[Collected data]
* Start *
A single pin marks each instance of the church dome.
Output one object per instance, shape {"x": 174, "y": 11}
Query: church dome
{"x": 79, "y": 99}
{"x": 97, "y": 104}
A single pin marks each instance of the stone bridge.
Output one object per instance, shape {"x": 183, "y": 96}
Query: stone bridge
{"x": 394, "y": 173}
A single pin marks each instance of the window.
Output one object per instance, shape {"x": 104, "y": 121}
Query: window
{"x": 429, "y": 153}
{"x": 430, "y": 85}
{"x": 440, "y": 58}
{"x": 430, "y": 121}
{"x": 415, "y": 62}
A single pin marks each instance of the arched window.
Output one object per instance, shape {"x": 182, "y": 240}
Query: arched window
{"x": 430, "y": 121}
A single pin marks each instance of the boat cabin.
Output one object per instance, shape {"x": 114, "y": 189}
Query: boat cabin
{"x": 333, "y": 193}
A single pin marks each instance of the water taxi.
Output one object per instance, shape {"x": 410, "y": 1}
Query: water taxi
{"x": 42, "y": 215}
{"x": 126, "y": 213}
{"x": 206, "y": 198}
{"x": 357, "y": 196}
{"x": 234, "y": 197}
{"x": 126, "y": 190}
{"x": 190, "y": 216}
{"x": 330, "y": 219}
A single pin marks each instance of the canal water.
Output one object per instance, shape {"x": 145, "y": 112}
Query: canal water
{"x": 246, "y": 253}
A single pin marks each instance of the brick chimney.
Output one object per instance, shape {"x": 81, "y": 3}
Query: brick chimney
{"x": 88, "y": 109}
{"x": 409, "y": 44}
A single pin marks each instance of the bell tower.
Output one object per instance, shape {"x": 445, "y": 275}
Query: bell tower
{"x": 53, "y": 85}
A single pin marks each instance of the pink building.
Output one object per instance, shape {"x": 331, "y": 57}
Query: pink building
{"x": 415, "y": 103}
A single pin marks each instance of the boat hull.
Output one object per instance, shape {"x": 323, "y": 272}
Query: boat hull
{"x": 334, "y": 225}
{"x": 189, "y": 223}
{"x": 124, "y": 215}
* End *
EXERCISE
Rewrite the records above with every occurrence of "water taxi" replaced by "motorboat", leaving everything else unchanged.

TASK SOLUTION
A single pin marks each instance of the church dome.
Output one object per instance, shape {"x": 174, "y": 11}
Query: church dome
{"x": 79, "y": 99}
{"x": 97, "y": 104}
A single pin marks each instance of the stone bridge.
Output one object per instance, shape {"x": 183, "y": 96}
Query: stone bridge
{"x": 394, "y": 173}
A single pin marks each instance of the window.
Output one object per instance, shape {"x": 104, "y": 121}
Query: window
{"x": 429, "y": 153}
{"x": 430, "y": 85}
{"x": 440, "y": 58}
{"x": 430, "y": 121}
{"x": 415, "y": 62}
A single pin marks each instance of the arched window.
Output one object per instance, shape {"x": 182, "y": 240}
Query: arched window
{"x": 430, "y": 121}
A single pin marks each instance of the boat cabin.
Output one object per instance, shape {"x": 114, "y": 189}
Query: boat cabin
{"x": 333, "y": 193}
A single pin marks each instance of the motorboat.
Output one object per instance, shape {"x": 410, "y": 1}
Query: motorboat
{"x": 42, "y": 215}
{"x": 126, "y": 213}
{"x": 206, "y": 198}
{"x": 357, "y": 196}
{"x": 234, "y": 197}
{"x": 126, "y": 190}
{"x": 190, "y": 216}
{"x": 330, "y": 219}
A single pin marks each instance of the canal water.
Output one object per instance, shape {"x": 145, "y": 112}
Query: canal water
{"x": 246, "y": 253}
A single pin marks each instance of the brick chimney.
Output one object per instance, shape {"x": 81, "y": 3}
Query: brick chimney
{"x": 88, "y": 109}
{"x": 409, "y": 44}
A single pin marks each instance of the bell tower.
Output one object per instance, shape {"x": 445, "y": 275}
Query: bell tower
{"x": 53, "y": 85}
A single pin marks each instance of the pink building.
Output one object per instance, shape {"x": 331, "y": 57}
Query: pink building
{"x": 415, "y": 103}
A single pin marks each instance of the boat hull.
Output one object per instance, shape {"x": 323, "y": 272}
Query: boat hull
{"x": 334, "y": 225}
{"x": 189, "y": 223}
{"x": 124, "y": 215}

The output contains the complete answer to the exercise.